SHORT PROBLEM: Copy the listing below word for word, keeping every line in its original order.

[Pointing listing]
—————

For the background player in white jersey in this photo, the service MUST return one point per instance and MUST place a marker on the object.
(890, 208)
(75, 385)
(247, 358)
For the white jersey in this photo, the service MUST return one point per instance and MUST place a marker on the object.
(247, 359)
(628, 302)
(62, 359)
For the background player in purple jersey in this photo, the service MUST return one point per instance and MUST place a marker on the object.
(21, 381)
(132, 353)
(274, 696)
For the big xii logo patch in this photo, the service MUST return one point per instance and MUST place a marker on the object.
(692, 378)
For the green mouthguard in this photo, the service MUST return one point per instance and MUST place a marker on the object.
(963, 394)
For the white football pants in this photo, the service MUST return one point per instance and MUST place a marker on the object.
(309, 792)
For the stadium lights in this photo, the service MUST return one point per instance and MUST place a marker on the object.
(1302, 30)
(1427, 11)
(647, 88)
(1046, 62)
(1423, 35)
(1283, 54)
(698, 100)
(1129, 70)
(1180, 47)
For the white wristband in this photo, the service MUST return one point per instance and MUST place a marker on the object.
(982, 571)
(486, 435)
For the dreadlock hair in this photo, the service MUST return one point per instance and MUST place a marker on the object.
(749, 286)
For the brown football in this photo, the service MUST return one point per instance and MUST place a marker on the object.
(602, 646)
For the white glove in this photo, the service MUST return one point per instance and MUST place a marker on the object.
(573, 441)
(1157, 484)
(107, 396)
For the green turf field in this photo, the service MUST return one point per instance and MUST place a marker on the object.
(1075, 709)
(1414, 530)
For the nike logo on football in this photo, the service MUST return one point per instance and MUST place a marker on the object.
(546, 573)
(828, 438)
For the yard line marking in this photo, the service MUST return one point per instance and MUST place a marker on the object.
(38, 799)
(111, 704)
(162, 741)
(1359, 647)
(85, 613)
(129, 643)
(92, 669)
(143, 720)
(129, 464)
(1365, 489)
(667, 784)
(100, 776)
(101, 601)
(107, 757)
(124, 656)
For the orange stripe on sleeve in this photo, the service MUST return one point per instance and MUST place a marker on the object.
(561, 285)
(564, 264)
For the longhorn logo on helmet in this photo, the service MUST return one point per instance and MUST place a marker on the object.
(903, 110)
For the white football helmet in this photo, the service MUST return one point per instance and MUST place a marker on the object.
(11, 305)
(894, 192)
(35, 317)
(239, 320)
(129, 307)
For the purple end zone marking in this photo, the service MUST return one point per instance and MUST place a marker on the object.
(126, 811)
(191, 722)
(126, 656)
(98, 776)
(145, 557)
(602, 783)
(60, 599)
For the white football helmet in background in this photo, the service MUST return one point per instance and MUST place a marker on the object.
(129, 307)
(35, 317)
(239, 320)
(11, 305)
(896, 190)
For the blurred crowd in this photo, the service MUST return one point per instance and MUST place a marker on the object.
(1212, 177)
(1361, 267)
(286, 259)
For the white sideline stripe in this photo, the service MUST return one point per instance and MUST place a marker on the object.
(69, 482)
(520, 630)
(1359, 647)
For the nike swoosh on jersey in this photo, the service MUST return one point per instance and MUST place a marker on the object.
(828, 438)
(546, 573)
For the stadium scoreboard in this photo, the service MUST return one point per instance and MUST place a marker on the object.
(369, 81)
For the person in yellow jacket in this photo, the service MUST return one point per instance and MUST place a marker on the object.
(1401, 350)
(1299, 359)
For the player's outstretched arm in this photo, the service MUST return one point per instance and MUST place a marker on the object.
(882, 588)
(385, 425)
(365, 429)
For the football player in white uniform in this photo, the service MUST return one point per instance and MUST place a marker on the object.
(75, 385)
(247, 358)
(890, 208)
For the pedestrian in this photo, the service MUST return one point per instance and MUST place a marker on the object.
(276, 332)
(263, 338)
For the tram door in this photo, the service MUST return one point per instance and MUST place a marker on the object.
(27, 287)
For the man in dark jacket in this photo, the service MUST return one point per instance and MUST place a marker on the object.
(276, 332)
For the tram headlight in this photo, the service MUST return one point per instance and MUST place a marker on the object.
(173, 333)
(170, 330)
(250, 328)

—————

ANSWER BELOW:
For the background player in white jersey in this photo, the service MUST return one point per instance and MUST place a marker on the object.
(890, 208)
(75, 385)
(247, 358)
For the white jersey in this photo, the service MUST return one point per instance and MUST place a marker on the object.
(247, 359)
(628, 302)
(62, 359)
For the background player in purple jersey in this photo, the service MUST return one point per instance and MUST place a marker on the object.
(21, 381)
(132, 353)
(274, 696)
For the big xii logo patch in this photo, the service MUST return one point per instance and MUST place a marker on the object.
(692, 378)
For the green mouthguard in this photo, the service MUST return one point per instance and MUST place a marker on the object.
(963, 394)
For the white football pants in this photo, the service MUST return one point per instance and MUST place a marker on the object.
(309, 792)
For the stadium lights in this photo, the service MUST return one point per instance and MUST place a marker on the object.
(1302, 30)
(1427, 11)
(647, 88)
(1046, 62)
(1423, 35)
(1283, 54)
(698, 100)
(1129, 70)
(1180, 47)
For the white wristband in this photo, the service MUST return one point per instance and MUST place a marker on the object.
(982, 571)
(486, 435)
For the dreadlock hair in this photo, the service MUST return one point per instance and MUST place a marker on the object.
(749, 286)
For the brown football in this photo, the service MUST return one point per instance and MUST place a marker on the object.
(602, 646)
For the white glove in this photo, the service MUST return one point per instance and MUST place a marker on the object.
(573, 441)
(1157, 484)
(107, 396)
For the green turf field in this photo, the service MUST return one point per instance and MUST place a marker on the object.
(1075, 709)
(1414, 530)
For the nike logo on football in this photo, the service MUST return one point per instance and MUST place a marker on the object.
(546, 573)
(828, 438)
For the yard line marking in this photo, the service MUST return one point per instance and MUST place a marker on the object.
(38, 799)
(111, 704)
(162, 741)
(1359, 647)
(85, 613)
(129, 643)
(92, 669)
(143, 720)
(129, 464)
(1365, 489)
(667, 784)
(100, 776)
(101, 601)
(107, 757)
(124, 656)
For the orange stripe on sleeve in this photo, the service MUST return one point per instance and MUST place a marker on the object.
(561, 285)
(564, 264)
For the longhorn logo on helmet in this photo, the service MUST return one point per instance and MUST place a marker on the object.
(903, 110)
For the white football helmet in this photo, the service MUST return one point per instance and MUST place a marker on the object.
(11, 305)
(894, 192)
(35, 317)
(239, 320)
(129, 307)
For the purple end zone marking in this photo, the service MUST return one point per instance and MUST place a marker on the object.
(126, 811)
(191, 722)
(126, 656)
(98, 776)
(145, 557)
(602, 783)
(60, 599)
For the white football helmet in background in this photo, the service MUST return one point per instance and MUST place a marker on the object.
(129, 307)
(35, 317)
(239, 320)
(11, 305)
(896, 190)
For the blurred crowd in this photo, the service MUST return one point per instance and MUST place a marker on the object.
(1212, 177)
(1361, 267)
(286, 259)
For the white sideline stripe in this photo, the service MUST return one point per instance and MUST place a marker on the object.
(69, 482)
(520, 630)
(1359, 647)
For the nike swoosh on jersey in this photo, the service MUST return one point per instance and MUST place a marker on the object.
(828, 438)
(546, 573)
For the stadium scoreboard in this photo, the service MUST return one point per instance and MUST place a marker on the object.
(369, 81)
For the person in yellow jacket in this photo, the service MUST return one point per instance and MUST place a marker on the object.
(1401, 350)
(1299, 359)
For the player's outstretched arm in this photo, the service MUST return one point per instance and MUST place a marker on the object.
(882, 588)
(385, 425)
(365, 429)
For the football player in white uniform in this photo, the service MUST return one point per instance and MUST place a marker on the object.
(75, 385)
(247, 358)
(890, 208)
For the pedestrian in this photo, the service MUST return one point per instance and MUST place a marker on the object.
(276, 332)
(263, 338)
For the tram door in this photo, the service MUST return one point per instance and MUST place a marker on the object.
(27, 287)
For the man in dark jacket in this photo, the service MUST return one point per instance and MUST place a marker on the object.
(276, 332)
For the tram headlight in this photo, the service MUST return one point per instance and MUST place a marker on the object.
(173, 333)
(170, 330)
(250, 328)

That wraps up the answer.